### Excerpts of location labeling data

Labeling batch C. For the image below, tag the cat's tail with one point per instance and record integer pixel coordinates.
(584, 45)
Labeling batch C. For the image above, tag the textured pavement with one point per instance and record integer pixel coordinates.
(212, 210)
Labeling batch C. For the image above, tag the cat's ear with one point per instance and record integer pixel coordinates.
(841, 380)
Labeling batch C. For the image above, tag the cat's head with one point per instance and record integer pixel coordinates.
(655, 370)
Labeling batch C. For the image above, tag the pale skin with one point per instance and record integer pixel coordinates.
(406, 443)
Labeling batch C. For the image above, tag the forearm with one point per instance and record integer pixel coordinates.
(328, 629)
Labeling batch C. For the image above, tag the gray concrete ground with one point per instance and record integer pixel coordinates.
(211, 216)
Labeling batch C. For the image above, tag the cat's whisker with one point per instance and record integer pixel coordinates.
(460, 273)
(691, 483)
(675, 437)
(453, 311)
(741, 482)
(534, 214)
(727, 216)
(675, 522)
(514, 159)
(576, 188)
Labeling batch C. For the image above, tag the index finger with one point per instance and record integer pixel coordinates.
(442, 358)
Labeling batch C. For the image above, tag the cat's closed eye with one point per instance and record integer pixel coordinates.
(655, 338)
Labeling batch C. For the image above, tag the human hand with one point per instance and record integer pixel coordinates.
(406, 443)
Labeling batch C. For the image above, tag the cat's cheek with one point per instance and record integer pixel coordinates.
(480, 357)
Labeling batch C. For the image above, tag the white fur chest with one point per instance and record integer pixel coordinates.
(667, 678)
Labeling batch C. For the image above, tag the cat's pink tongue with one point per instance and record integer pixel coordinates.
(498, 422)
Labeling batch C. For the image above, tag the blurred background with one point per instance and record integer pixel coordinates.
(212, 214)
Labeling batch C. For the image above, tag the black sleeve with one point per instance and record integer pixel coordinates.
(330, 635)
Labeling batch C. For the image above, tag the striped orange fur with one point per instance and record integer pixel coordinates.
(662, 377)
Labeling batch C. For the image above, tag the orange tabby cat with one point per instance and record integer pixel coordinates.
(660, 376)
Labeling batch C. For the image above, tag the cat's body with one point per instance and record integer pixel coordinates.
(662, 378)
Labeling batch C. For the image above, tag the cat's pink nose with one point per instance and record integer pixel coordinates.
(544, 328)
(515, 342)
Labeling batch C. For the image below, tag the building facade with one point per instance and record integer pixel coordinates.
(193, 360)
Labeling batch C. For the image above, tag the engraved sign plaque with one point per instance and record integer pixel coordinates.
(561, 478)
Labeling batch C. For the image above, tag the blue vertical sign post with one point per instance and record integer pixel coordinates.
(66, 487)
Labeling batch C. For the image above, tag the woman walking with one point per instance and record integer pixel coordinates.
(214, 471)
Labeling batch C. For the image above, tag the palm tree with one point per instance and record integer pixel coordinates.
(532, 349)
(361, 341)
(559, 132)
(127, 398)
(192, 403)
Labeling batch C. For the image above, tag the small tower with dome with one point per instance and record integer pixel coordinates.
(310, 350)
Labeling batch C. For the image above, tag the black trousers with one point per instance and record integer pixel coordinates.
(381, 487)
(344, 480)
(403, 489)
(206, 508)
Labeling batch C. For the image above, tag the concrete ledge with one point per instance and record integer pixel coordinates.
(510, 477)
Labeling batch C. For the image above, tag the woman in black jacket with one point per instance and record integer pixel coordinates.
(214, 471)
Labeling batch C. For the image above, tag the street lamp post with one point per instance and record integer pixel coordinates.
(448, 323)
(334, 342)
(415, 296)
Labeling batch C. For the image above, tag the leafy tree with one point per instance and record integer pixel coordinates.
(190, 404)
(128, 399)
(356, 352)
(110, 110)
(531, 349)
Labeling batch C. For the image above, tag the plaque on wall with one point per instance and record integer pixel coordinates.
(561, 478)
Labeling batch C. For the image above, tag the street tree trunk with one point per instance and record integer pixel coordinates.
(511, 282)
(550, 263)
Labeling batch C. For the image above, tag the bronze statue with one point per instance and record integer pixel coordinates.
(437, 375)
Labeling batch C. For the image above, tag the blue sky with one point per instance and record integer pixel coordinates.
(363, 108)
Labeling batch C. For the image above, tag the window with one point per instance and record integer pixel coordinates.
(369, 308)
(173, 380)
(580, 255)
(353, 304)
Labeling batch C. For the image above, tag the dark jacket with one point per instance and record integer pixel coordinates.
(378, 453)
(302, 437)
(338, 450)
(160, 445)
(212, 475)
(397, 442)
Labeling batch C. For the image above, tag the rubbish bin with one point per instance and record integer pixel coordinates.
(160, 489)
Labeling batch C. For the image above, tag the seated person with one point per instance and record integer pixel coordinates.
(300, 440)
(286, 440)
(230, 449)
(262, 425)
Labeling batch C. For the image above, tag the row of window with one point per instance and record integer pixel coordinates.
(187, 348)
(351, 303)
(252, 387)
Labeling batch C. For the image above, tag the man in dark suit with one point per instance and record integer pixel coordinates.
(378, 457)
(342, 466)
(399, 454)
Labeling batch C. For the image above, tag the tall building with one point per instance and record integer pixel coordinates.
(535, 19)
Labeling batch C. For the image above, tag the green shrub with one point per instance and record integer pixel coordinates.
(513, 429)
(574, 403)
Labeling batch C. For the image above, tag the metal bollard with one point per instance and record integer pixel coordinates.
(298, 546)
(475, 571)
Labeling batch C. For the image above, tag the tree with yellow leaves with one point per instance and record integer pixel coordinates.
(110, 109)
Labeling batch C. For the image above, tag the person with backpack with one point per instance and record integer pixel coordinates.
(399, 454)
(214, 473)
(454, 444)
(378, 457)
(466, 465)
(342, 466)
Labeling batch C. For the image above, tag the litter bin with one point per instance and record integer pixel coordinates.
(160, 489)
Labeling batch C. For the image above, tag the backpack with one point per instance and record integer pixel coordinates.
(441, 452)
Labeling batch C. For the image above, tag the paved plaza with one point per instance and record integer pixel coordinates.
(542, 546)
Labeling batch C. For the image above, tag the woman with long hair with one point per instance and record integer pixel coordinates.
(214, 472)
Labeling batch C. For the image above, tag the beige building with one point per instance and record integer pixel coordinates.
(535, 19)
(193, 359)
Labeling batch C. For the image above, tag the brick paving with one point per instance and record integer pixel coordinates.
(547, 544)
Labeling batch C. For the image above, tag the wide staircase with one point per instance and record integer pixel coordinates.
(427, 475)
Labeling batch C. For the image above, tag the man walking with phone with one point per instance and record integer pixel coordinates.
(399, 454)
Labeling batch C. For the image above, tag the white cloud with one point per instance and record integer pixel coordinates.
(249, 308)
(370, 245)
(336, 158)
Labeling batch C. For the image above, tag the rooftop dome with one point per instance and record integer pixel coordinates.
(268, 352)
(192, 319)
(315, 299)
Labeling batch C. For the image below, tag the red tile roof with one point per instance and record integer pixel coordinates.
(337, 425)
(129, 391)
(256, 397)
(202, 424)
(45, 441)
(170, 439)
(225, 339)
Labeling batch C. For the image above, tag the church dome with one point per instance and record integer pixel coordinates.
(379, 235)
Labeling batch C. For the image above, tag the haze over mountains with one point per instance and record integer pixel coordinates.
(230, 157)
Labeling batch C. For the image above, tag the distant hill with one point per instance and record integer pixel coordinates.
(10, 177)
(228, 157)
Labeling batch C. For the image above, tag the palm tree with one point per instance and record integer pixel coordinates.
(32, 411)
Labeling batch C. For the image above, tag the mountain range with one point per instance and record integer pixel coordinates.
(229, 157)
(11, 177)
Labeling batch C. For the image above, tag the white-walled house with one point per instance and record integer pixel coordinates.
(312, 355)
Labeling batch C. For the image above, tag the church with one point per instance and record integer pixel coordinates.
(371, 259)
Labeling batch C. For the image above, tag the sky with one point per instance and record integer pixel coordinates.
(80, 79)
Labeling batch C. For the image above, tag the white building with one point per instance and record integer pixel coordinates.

### TASK STATEMENT
Print every entry exactly as it appears.

### CORRECT ANSWER
Labeling batch C. For the image below, tag the cat's tail with one point per instance and record integer pixel coordinates.
(584, 45)
Labeling batch C. For the image above, tag the textured pavement with one point per instance and record integer pixel coordinates.
(212, 210)
Labeling batch C. For the image above, tag the cat's ear with one point per instance and record integer pixel coordinates.
(841, 380)
Labeling batch C. For the image above, tag the cat's head with one point per instance and record integer pixel coordinates.
(655, 370)
Labeling batch C. For the image above, tag the pale skin with one point per instance and record integer pixel coordinates.
(406, 443)
Labeling batch C. For the image above, tag the forearm with one point per instance and record integer pixel coordinates.
(328, 629)
Labeling batch C. For the image above, tag the gray concrete ground with one point per instance and record integer pixel coordinates.
(211, 216)
Labeling batch C. For the image above, tag the cat's whisker with one point per instance and record integer pixel coordinates.
(460, 273)
(691, 483)
(675, 437)
(453, 311)
(741, 482)
(534, 214)
(727, 216)
(675, 522)
(514, 159)
(576, 188)
Labeling batch C. For the image above, tag the index finger with one point per instance and record integer pixel coordinates.
(442, 358)
Labeling batch C. For the image above, tag the cat's closed eye with one point per instance and record integer pixel coordinates.
(655, 338)
Labeling batch C. For the image above, tag the human hand with one point per instance and record integer pixel coordinates.
(406, 443)
Labeling batch C. For the image above, tag the cat's cheek with one point per instance and record integer pixel coordinates.
(480, 357)
Labeling batch C. For the image above, tag the white fur chest with one point per instance and record integer pixel coordinates.
(667, 678)
Labeling batch C. For the image above, tag the cat's pink tongue with one point per instance and record integer pixel coordinates.
(498, 422)
Labeling batch C. For the image above, tag the blurred background with one point per instance and record integer pixel coordinates.
(212, 214)
Labeling batch C. For the image above, tag the black sleeve with one point per instance and record integer pixel coordinates.
(330, 635)
Labeling batch C. For the image above, tag the striped orange fur with one point per instance and record integer pixel coordinates.
(662, 377)
Labeling batch C. For the image above, tag the orange tabby cat with one point per instance and record integer pixel coordinates.
(660, 376)
Labeling batch C. For the image above, tag the cat's body with one point per instance and record integer pixel coordinates.
(662, 378)
Labeling batch C. For the image above, tag the cat's pink nose with one point per instance and record integer pixel coordinates.
(544, 328)
(515, 342)
Labeling batch C. For the image below, tag the building facade with one point per instance and record integer pixel coordinates.
(193, 360)
Labeling batch C. For the image above, tag the engraved sign plaque with one point per instance and record integer pixel coordinates.
(561, 478)
Labeling batch C. For the image above, tag the blue vertical sign post with one point per instance and record integer pixel coordinates.
(66, 487)
Labeling batch C. For the image above, tag the woman walking with one point per instance and record integer pixel coordinates.
(214, 471)
Labeling batch C. For the image above, tag the palm tree with one point per instance and record integer pixel coordinates.
(532, 349)
(361, 341)
(559, 132)
(127, 398)
(192, 403)
Labeling batch C. For the image above, tag the small tower with dome with one point per instance and record integer pixel coordinates.
(310, 350)
Labeling batch C. For the image above, tag the black trousers with one point per instance and record integer pixel coordinates.
(381, 487)
(344, 480)
(403, 489)
(206, 508)
Labeling batch C. For the image above, tag the concrete ledge with one point per instance and record integer pixel coordinates.
(510, 477)
Labeling batch C. For the image above, tag the woman in black jacket with one point per instance and record integer pixel coordinates.
(214, 471)
Labeling batch C. For the image above, tag the street lamp post with one point per instance and record integer pixel coordinates.
(448, 323)
(334, 342)
(415, 296)
Labeling batch C. For the image above, tag the leafy tree with one point per instance and record integer pixel coordinates.
(190, 404)
(128, 399)
(356, 352)
(110, 110)
(531, 349)
Labeling batch C. For the image above, tag the plaque on wall with one point per instance and record integer pixel coordinates.
(561, 478)
Labeling batch C. For the image above, tag the street tree trunk with one point per instance and record integer pixel coordinates.
(511, 282)
(550, 263)
Labeling batch C. For the image above, tag the bronze statue with one point per instance and record integer pixel coordinates.
(437, 375)
Labeling batch C. For the image above, tag the blue sky with one point per instance and record integer pixel coordinates.
(363, 108)
Labeling batch C. For the image above, tag the window with one point per instance and record integer pixel coordinates.
(369, 308)
(173, 380)
(580, 255)
(353, 304)
Labeling batch C. For the image above, tag the dark jacket with one point per instance and record integer pixel coordinates.
(378, 453)
(302, 437)
(338, 450)
(160, 445)
(212, 475)
(397, 442)
Labeling batch C. For the image above, tag the rubbish bin with one point per instance and record integer pixel coordinates.
(160, 489)
Labeling batch C. For the image above, tag the seated person with one point per instance and record integer pixel coordinates.
(300, 440)
(286, 440)
(230, 449)
(262, 425)
Labeling batch C. For the image above, tag the row of window with one point per instance and record integer pixel coordinates.
(187, 348)
(351, 303)
(252, 387)
Labeling batch C. For the image above, tag the man in dark suit with one point per instance and record integer pixel coordinates.
(378, 457)
(342, 466)
(399, 454)
Labeling batch C. For the image above, tag the tall building with one point per instance and record integer pixel coordinates.
(535, 19)
Labeling batch C. For the image above, tag the green shrub with one point per instance and record integer pixel coordinates.
(513, 429)
(574, 403)
Labeling batch C. For the image above, tag the metal bollard with one point per instance and record integer pixel coordinates.
(298, 546)
(475, 571)
Labeling batch C. For the image above, tag the tree with yellow leaves with one point per instance and record integer pixel coordinates.
(110, 109)
Labeling batch C. For the image above, tag the person with backpack with one point per instance and record integer pixel coordinates.
(399, 454)
(214, 473)
(454, 444)
(378, 457)
(466, 465)
(342, 466)
Labeling batch C. For the image above, tag the litter bin with one point per instance and record integer pixel coordinates.
(160, 489)
Labeling batch C. For the image above, tag the backpack with one point per instance and record integer pixel coordinates.
(441, 452)
Labeling batch C. For the image above, tag the paved plaza with one point per instance and record integer pixel coordinates.
(542, 546)
Labeling batch C. For the image above, tag the woman with long hair with one point per instance and record integer pixel coordinates.
(214, 472)
Labeling batch C. For the image above, tag the beige building with one point per instance and record integer pixel coordinates.
(535, 19)
(193, 359)
Labeling batch C. For the image above, tag the brick paving with one point per instance and record integer pixel coordinates.
(547, 544)
Labeling batch C. For the image above, tag the wide staircase with one point per instance and record integer pixel coordinates.
(427, 475)
Labeling batch C. For the image above, tag the man walking with phone with one point per instance and record integer pixel coordinates.
(399, 454)
Labeling batch C. For the image above, tag the white cloud with one point per instance and record integer pixel coordinates.
(249, 308)
(370, 245)
(336, 158)
Labeling batch C. For the image above, tag the rooftop dome with one point per instance and record integer pixel coordinates.
(268, 352)
(192, 319)
(315, 299)
Labeling batch C. For the image below, tag the red tile roof with one point per instance and record integer pixel coordinates.
(337, 425)
(129, 391)
(256, 397)
(202, 424)
(45, 441)
(170, 439)
(225, 339)
Labeling batch C. For the image above, tag the church dome with one point per instance and record integer pixel coordinates.
(379, 235)
Labeling batch C. For the image above, tag the haze over mountains with one point per instance and record integer pixel coordinates.
(230, 157)
Labeling batch C. For the image above, tag the distant hill with one point per instance and record integer pixel coordinates.
(10, 177)
(228, 157)
Labeling batch C. For the image above, tag the palm tree with one point per instance and record integer pixel coordinates.
(32, 411)
Labeling batch C. For the image above, tag the mountain range with one point per instance and record integer pixel coordinates.
(229, 157)
(11, 177)
Labeling batch C. For the image above, tag the white-walled house with one point per instance and record integer pixel coordinates.
(312, 355)
Labeling batch C. For the image above, tag the church with one point per instance and record integer pixel coordinates.
(371, 259)
Labeling batch C. For the image above, tag the sky with one point per instance and record integer pixel coordinates.
(80, 79)
Labeling batch C. For the image above, tag the white building with one point per instance and record integer pixel coordinates.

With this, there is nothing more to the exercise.